Output every entry exactly as given.

--- Begin Records supplied ---

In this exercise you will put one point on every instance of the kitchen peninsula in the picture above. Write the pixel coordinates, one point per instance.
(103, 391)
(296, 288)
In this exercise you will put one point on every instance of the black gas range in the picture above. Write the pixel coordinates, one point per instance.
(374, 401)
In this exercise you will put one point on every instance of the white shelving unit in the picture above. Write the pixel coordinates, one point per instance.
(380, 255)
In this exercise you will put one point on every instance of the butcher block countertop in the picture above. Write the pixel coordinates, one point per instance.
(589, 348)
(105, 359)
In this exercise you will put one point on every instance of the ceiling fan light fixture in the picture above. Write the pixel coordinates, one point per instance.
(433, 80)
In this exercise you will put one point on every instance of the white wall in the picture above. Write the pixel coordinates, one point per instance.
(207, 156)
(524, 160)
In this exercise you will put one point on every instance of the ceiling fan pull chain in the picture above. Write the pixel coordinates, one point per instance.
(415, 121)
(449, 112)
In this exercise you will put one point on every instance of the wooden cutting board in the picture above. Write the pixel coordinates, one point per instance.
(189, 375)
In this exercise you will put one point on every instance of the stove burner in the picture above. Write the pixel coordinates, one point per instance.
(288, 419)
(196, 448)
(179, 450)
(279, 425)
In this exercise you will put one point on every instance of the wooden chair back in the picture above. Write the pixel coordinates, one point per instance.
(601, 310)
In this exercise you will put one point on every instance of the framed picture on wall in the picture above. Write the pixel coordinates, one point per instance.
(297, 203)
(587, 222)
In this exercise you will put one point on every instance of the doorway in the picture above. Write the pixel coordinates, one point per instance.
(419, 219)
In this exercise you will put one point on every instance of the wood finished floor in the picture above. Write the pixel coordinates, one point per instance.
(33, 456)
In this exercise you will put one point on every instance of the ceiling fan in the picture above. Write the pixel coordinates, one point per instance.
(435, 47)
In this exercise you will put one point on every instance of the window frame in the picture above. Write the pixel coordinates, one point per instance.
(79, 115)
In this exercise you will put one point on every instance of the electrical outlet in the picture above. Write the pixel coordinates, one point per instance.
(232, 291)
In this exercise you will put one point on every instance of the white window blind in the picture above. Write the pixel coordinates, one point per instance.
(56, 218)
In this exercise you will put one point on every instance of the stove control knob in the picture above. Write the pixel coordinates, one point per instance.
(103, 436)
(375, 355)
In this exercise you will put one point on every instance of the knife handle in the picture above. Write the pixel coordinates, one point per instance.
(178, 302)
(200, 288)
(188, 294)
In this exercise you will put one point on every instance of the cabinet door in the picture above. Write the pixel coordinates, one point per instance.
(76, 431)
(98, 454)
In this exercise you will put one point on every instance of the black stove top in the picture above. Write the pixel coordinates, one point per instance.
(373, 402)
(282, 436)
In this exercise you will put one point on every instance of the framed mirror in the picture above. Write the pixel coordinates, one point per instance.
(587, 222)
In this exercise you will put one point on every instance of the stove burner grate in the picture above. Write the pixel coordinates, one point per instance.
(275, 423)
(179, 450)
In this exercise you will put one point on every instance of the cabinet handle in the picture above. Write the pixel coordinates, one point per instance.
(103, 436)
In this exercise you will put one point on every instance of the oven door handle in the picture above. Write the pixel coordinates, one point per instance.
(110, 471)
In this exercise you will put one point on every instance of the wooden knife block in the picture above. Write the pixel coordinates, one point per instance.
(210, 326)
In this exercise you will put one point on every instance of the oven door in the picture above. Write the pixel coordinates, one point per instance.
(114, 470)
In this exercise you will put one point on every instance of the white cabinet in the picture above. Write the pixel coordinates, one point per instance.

--- End Records supplied ---

Task output
In this exercise you will put one point on every instance of the kitchen peninsula in the picture above. Write the pixel coordinates, one point per instance.
(103, 391)
(296, 288)
In this exercise you will put one point on every instance of the black gas range in the picture above. Write the pixel coordinates, one point per instance.
(374, 401)
In this exercise you will put one point on every instance of the white shelving unit in the picture above. Write the pixel coordinates, one point per instance.
(380, 255)
In this exercise you will put one point on every instance of the butcher block countertop in the picture above. Write the pixel coordinates, one point per instance.
(589, 348)
(105, 359)
In this exercise you will put one point on every instance of the ceiling fan light fixture in the picture above. Write the pixel coordinates, one point per instance.
(433, 80)
In this exercise you will put one point on every instance of the white wall in the picture above. Write the pixel coordinates, one point per instance.
(207, 156)
(524, 160)
In this exercise you will put one point on every instance of the ceiling fan pull chain in the picture above. Write the pixel coordinates, one point per instance.
(415, 121)
(449, 112)
In this exercise you will put one point on every instance of the wooden cutting board in the picture above. Write the pixel coordinates, one point per instance.
(189, 375)
In this exercise you will put one point on every instance of the stove burner in the picture above. Write the pixel coordinates, one point per instance.
(288, 419)
(196, 448)
(179, 450)
(279, 425)
In this exercise you will put one point on every instance of the wooden chair back in the picture above. Write the pixel coordinates, one point per instance.
(601, 310)
In this exercise you will put one point on every instance of the framed picture on wall in the picture above. Write the pixel coordinates, one point per instance.
(297, 203)
(587, 222)
In this exercise you will put one point on every instance of the doorway in the picture above. Write the pixel coordinates, one point per instance.
(419, 219)
In this exercise you will put one point on every instance of the wood finished floor in the picture above. Write the pixel coordinates, one point per instance.
(33, 456)
In this exercise you will put one point on every instance of the ceiling fan in the picture above. Write the pixel coordinates, one point per instance.
(435, 47)
In this exercise you will put one point on every instance of the window frame in the picture above. Write the pixel coordinates, one point per instance.
(79, 115)
In this exercise you will put one point on every instance of the electrical outlet in the picture above. Write the pixel coordinates, one point per instance.
(232, 291)
In this exercise you will put one point on every instance of the white window blind in the picture above. Write the pixel coordinates, one point per instance.
(56, 218)
In this exercise you will put one point on every instance of the stove control knob in the picture above. Write the pixel coordinates, one point per instance.
(103, 436)
(375, 355)
In this exercise you will put one point on every instance of the knife handle in the picture above. Write the pixel coordinates, one point per instance.
(178, 302)
(200, 288)
(188, 294)
In this exercise you will put one point on every instance of the cabinet door in the picture above. Write the pixel coordinates, one point per instance.
(76, 431)
(98, 454)
In this exercise you will put one point on every instance of the black stove top in the picture above. Write the pixel coordinates, one point per instance.
(373, 402)
(282, 436)
In this exercise you will put one point on every instance of the framed mirror in the picture above. Write the pixel coordinates, one point per instance.
(587, 222)
In this exercise you will put one point on every instance of the stove burner grate in the picture above. Write the pixel coordinates, one point per instance.
(275, 423)
(179, 450)
In this exercise you will put one point on every instance of the cabinet handle in the picture above. Write the pixel coordinates, one point per instance.
(103, 436)
In this exercise you will put one point on every instance of the oven door handle in the picture above. Write the pixel coordinates, one point per instance.
(110, 471)
In this exercise you will put one point on every instance of the wooden knife block in the picture above. Write the pixel coordinates, one point per instance.
(210, 326)
In this exercise you will put one point on every instance of the oven door in the picture above. Write the pixel coordinates, one point per instance.
(114, 470)
In this exercise you will put one point on every instance of the white cabinet in the picture above. Write the pixel coordinates, one point per instance.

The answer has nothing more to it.